FREE Wildfire Response Kits: A Practice in Communal Healing

500 Fire kits for Rich City

We sometimes hear the city of Richmond described as a “refinery town”. For those who live here, we feel the impact of the fossil fuel industry in and on our bodies and on the land we live on. We want our community to make the connections between Climate Change that is intensifying our wildfire seasons, and the fossil fuel industry that has had a harmful impact on our respiratory, nervous, immune and digestive systems for over 100 years.

This is where the Richmond Our Power Coalition Wildfire Kit Project was born. This project brought the 9 organizations of our Coalition together to plan, procure, prepare and distributed 500 fire kits with herbs, masks, water and information on how local local residents can protect ourselves from both wildfires and the ongoing onslaught of flaring and air pollution from the Chevron refinery, highways, port and railroads that encircle Richmond’s poorest neighborhoods.

Supplied material ::

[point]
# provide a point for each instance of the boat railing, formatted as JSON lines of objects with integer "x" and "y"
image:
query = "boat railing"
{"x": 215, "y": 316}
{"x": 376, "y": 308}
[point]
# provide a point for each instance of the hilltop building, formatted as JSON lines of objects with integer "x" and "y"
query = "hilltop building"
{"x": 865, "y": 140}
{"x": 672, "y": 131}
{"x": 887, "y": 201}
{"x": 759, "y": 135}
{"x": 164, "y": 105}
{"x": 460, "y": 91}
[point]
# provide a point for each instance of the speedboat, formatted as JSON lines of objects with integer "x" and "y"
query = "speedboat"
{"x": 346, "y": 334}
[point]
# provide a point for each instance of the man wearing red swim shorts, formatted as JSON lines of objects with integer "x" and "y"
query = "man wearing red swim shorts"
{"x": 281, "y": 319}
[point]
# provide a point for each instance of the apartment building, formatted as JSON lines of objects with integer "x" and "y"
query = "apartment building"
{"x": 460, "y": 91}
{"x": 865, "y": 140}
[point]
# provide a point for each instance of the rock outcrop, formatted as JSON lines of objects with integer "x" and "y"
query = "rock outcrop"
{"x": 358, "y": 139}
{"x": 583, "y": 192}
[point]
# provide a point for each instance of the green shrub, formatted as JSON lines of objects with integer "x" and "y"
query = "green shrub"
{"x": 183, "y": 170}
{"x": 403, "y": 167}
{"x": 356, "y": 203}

Parts of the exercise ::
[a] According to the wildfire kit page, what did the 500 fire kits contain?
[b] Using the wildfire kit page, explain the reasoning from which the Richmond Our Power Coalition Wildfire Kit Project arose.

Solution list ::
[a] They contained herbs, masks, water and information on how local residents can protect themselves from wildfires and from air pollution.

[b] Residents of Richmond feel the impact of the fossil fuel industry on their bodies and on their land. The coalition therefore wanted the community to connect climate change, which is intensifying wildfire seasons, with the fossil fuel industry, which has harmed residents' respiratory, nervous, immune and digestive systems for over 100 years. The page states that the project was born from this aim.